Your task :: From the entries below, reproduce exactly the line containing "Target: forearm", the line containing "Each instance of the knuckle", and every line in between, with nothing added.

Records shown ::
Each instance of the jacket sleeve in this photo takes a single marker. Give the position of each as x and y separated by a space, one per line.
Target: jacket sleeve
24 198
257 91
==
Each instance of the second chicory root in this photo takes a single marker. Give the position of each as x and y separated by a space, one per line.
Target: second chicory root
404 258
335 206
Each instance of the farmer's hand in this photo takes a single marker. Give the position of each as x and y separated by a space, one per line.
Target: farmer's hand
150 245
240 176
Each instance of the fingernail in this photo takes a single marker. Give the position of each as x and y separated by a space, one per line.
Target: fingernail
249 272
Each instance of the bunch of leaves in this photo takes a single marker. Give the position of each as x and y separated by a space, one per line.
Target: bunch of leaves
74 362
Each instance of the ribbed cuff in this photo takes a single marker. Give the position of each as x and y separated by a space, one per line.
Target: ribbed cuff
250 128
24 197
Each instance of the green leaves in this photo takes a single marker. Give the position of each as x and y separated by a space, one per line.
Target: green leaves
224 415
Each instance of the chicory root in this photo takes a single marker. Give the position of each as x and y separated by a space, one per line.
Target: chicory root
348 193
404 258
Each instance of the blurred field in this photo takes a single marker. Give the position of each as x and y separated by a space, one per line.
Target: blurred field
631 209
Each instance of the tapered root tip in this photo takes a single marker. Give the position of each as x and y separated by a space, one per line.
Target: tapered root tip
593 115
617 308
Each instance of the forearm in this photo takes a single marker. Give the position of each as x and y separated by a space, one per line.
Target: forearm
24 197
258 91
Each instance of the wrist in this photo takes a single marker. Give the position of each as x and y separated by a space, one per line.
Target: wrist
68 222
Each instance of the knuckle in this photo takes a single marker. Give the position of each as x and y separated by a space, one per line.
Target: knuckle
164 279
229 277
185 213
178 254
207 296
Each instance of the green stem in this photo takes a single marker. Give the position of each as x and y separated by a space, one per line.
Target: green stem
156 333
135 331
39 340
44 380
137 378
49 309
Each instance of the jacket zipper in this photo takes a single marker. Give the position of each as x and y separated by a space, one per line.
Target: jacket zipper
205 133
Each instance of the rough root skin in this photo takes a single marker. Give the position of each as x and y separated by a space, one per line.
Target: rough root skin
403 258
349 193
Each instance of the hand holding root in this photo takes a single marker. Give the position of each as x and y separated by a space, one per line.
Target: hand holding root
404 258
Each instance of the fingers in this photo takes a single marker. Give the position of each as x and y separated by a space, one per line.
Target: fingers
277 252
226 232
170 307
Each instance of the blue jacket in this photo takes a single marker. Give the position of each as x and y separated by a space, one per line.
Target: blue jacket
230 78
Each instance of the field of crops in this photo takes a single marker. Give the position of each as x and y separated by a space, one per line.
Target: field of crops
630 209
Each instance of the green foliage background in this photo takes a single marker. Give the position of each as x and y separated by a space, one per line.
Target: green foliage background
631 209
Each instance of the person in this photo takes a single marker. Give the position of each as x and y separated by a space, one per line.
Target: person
--
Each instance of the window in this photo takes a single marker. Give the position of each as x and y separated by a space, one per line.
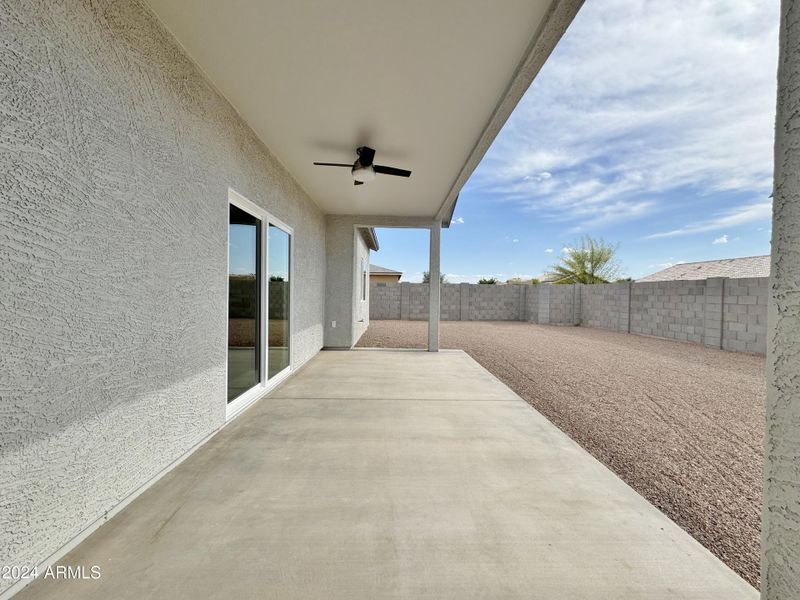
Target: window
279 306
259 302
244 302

Response to this task ::
Target: forearm
24 197
258 91
Each instance of the wrist in this photo takes a single marker. Give the position of each as x and y separated by a space, one per line.
Target: wrist
68 222
Each instance of the knuckle in this photo takes a single marker. Give the position of each as x and y separated by a space, one per line.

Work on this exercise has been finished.